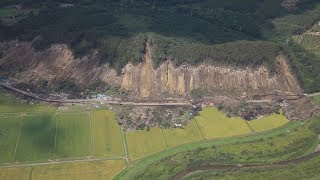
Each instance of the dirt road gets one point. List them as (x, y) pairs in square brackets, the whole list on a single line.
[(95, 100)]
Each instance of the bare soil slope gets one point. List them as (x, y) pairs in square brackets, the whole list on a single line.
[(21, 61)]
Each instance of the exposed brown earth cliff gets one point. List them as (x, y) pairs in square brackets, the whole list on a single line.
[(142, 80)]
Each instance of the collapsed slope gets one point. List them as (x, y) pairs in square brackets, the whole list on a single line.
[(143, 80)]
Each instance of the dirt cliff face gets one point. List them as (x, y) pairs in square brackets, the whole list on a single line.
[(142, 80), (208, 79)]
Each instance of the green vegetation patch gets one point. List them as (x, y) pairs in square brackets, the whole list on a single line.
[(305, 170), (317, 99), (73, 135), (106, 133), (182, 135), (144, 142), (37, 138), (288, 142), (80, 170), (10, 105), (9, 128), (214, 124), (268, 122)]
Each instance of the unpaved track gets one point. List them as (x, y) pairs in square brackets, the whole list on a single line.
[(241, 166), (94, 100), (289, 97)]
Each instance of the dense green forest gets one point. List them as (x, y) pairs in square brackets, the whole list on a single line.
[(233, 32)]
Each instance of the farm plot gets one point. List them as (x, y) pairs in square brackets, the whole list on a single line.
[(268, 122), (317, 99), (9, 127), (73, 135), (142, 143), (15, 173), (107, 139), (214, 124), (183, 135), (81, 171), (37, 138)]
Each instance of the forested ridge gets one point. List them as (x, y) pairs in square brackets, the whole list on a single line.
[(229, 32)]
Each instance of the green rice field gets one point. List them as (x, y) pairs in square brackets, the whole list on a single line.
[(106, 133)]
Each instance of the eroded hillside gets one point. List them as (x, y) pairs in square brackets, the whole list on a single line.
[(143, 80)]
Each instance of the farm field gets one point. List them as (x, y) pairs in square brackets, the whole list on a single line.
[(317, 99), (214, 124), (6, 12), (106, 134), (142, 143), (268, 122), (9, 128), (73, 135), (183, 135), (211, 124), (36, 140), (95, 170)]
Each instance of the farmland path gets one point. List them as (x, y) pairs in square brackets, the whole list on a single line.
[(62, 162), (240, 166)]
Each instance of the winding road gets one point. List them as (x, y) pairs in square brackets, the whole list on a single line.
[(8, 87), (131, 103), (241, 166)]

## WHAT YOU HAVE TO DO
Everything from the line holding "Each instance of the winding" through the final line of the material must be given again exactly, and nothing outside that stretch.

## RESPONSE FOR THIS EXERCISE
Each instance of the winding road gets one point. List them as (x, y) pairs in square brackets, the whole list on a single line.
[(8, 87), (131, 103), (241, 166)]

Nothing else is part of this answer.